Neurochemicals are chemicals involved in the functioning of an organism's nervous system. They have purposes such as regulating thoughts and emotions, transmitting signals from neurons, and promoting the growth and repair of the nervous system's cells. A person's neurochemistry can have profound effects on his or her health, abilities, and behavior. Psychoactive drugs affect the user by altering his neurochemistry, and many health problems and disorders are the result of the sufferer's inability to produce or absorb neurochemicals in proper amounts.
One major type of neurochemicals is the neurotransmitter, which crosses the synapses between neurons to transmit signals. The most common neurotransmitter in humans is glutamate, which is important in learning and memory. Excessive glutamate levels can poison nerve cells and cause stroke, mental retardation, and amyotrophic lateral sclerosis, also known as Lou Gehrig's disease. There are also indications that excessive levels of glutamate can cause seizures.

> Actions to take:
1 – Using the passage on neurochemicals, decide whether each statement agrees with it, and answer yes or no, quoting the words that settle it. (a) Glutamate is the most common neurotransmitter in humans. (b) Neurochemicals play no part in repairing the nervous system's cells. (c) Low glutamate levels can cause Lou Gehrig's disease.
2 – Answer these questions from the passage on neurochemicals.
(a) How do psychoactive drugs affect the user?
(b) What is glutamate important in?
(c) What is another name for amyotrophic lateral sclerosis?
3 – Transcribe the passage on neurochemicals word for word, starting with "Neurochemicals are chemicals" and going on through "in proper amounts.".
You don't need the entries for any of this.

> Stored data:
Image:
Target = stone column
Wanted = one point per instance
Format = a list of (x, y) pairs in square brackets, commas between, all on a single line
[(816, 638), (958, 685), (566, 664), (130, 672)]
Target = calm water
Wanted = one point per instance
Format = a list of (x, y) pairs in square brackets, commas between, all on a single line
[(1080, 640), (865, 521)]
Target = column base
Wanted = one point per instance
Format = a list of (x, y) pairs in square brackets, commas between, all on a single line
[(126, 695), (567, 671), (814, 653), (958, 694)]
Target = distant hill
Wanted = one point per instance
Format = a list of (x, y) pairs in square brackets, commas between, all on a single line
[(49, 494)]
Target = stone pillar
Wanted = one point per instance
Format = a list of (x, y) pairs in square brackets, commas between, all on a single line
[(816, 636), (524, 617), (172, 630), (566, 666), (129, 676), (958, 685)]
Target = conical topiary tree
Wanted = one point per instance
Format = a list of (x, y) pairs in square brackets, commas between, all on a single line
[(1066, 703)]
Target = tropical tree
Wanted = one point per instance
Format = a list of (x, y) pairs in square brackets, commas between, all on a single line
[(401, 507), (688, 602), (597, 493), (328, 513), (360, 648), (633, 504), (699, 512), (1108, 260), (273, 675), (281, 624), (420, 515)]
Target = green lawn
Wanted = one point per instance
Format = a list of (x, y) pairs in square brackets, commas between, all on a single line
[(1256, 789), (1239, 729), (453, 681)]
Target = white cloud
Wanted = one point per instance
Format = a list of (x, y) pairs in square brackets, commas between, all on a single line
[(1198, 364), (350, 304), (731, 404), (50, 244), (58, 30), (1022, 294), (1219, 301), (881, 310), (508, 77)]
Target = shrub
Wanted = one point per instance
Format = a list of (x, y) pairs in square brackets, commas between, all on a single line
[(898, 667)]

> List of solutions:
1 –
(a) Yes: "The most common neurotransmitter in humans is glutamate"
(b) No: "promoting the growth and repair of the nervous system's cells"
(c) No: "Excessive glutamate levels can poison nerve cells and cause stroke, mental retardation, and amyotrophic lateral sclerosis, also known as Lou Gehrig's disease"

2 –
(a) By altering the user's neurochemistry.
(b) Learning and memory.
(c) Lou Gehrig's disease.

3 –
Neurochemicals are chemicals involved in the functioning of an organism's nervous system. They have purposes such as regulating thoughts and emotions, transmitting signals from neurons, and promoting the growth and repair of the nervous system's cells. A person's neurochemistry can have profound effects on his or her health, abilities, and behavior. Psychoactive drugs affect the user by altering his neurochemistry, and many health problems and disorders are the result of the sufferer's inability to produce or absorb neurochemicals in proper amounts.